What is required
Report how many lines of the records contain the string "fuselage". Case counts, and the answer is the number alone.

[Coordinate labeling data]
----------------------------------------

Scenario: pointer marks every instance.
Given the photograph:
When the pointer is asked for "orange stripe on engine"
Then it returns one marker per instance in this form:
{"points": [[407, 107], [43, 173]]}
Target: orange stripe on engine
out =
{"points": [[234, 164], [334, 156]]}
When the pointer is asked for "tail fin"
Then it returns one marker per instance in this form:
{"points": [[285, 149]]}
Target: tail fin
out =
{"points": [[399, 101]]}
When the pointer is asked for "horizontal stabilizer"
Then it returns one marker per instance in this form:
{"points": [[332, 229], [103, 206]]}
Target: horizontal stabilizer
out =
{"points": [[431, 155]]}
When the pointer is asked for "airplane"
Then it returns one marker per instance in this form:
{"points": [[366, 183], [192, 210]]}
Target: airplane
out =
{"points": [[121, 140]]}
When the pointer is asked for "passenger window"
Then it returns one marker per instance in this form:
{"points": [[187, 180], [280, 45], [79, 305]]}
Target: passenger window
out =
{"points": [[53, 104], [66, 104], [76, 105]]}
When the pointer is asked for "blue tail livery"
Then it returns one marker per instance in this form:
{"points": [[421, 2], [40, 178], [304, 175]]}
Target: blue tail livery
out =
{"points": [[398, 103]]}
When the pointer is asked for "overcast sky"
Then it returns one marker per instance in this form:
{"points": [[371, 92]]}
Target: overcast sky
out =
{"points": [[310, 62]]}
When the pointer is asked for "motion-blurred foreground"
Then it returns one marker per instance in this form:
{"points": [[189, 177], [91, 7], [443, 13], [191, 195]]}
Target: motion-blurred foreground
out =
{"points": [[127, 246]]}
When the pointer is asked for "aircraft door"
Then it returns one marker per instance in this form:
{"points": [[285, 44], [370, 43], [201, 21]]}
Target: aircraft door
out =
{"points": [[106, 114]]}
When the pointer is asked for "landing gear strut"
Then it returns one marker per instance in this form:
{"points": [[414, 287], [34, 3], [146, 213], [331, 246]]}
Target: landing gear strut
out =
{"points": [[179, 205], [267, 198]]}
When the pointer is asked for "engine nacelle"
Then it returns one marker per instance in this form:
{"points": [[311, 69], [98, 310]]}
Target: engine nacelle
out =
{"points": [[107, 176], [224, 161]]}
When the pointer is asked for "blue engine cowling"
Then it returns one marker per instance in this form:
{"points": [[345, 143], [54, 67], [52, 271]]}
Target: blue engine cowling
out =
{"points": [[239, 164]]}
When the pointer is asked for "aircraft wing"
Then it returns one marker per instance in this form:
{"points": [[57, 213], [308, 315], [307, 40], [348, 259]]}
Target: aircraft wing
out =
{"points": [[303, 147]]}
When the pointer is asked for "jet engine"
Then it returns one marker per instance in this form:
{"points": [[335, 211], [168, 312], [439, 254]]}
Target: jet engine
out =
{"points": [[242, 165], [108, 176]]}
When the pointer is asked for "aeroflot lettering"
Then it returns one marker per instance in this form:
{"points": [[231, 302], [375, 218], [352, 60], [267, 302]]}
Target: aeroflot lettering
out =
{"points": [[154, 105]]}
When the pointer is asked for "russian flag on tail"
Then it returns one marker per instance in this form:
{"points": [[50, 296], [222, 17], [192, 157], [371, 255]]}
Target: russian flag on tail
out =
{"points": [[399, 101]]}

----------------------------------------

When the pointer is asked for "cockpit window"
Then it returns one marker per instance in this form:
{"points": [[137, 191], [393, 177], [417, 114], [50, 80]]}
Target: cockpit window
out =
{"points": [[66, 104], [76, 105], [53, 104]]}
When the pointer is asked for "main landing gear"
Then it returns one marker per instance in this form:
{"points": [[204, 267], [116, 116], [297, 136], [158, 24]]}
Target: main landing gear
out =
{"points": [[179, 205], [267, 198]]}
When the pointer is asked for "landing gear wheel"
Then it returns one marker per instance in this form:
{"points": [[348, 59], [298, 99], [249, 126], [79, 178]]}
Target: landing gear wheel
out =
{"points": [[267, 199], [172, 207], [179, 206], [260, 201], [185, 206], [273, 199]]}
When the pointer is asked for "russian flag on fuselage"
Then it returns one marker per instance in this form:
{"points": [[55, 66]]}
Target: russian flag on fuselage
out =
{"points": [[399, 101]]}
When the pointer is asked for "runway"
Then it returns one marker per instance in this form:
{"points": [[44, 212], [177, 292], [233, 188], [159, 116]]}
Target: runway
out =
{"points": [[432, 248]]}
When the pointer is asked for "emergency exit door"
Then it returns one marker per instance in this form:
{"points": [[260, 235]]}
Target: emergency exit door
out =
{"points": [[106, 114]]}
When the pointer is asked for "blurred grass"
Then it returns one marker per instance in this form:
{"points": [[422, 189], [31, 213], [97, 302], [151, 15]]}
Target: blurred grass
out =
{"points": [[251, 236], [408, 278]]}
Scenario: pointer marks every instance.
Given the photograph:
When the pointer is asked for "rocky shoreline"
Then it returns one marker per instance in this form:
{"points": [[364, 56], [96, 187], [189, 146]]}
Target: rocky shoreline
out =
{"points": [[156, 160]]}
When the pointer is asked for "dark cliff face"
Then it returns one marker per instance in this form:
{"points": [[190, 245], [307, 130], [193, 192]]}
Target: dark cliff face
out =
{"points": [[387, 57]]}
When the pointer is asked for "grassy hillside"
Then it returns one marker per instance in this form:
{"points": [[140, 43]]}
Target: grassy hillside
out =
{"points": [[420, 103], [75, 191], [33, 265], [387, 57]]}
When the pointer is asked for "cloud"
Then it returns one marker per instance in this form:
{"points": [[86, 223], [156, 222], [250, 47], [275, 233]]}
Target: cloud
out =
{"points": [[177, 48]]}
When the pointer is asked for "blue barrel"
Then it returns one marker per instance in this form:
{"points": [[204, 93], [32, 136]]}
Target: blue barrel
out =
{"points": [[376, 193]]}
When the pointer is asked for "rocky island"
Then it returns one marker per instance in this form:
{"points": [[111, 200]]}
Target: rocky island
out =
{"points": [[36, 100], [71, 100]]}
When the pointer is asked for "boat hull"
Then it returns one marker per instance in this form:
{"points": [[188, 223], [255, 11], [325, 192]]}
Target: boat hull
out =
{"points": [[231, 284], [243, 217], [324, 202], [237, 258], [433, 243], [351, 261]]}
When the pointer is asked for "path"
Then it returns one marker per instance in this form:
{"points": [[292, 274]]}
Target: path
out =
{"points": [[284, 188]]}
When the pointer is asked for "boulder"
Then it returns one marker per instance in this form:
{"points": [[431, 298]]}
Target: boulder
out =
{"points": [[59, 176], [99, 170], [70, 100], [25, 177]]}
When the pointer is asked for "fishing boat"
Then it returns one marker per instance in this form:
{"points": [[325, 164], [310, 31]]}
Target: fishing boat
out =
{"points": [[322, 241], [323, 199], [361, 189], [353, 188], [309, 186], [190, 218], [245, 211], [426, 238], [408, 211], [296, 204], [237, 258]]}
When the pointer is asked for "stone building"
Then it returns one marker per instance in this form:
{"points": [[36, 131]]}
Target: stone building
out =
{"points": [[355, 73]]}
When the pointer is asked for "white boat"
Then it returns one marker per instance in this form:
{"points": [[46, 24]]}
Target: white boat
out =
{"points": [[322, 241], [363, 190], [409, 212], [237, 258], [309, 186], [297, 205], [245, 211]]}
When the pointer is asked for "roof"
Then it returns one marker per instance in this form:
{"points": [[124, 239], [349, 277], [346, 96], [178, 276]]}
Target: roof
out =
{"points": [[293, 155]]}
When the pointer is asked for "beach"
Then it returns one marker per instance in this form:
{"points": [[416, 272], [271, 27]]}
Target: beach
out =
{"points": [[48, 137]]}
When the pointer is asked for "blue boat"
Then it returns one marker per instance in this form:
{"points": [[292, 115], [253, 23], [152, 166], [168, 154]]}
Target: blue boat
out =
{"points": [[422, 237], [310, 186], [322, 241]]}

----------------------------------------

Exercise answer
2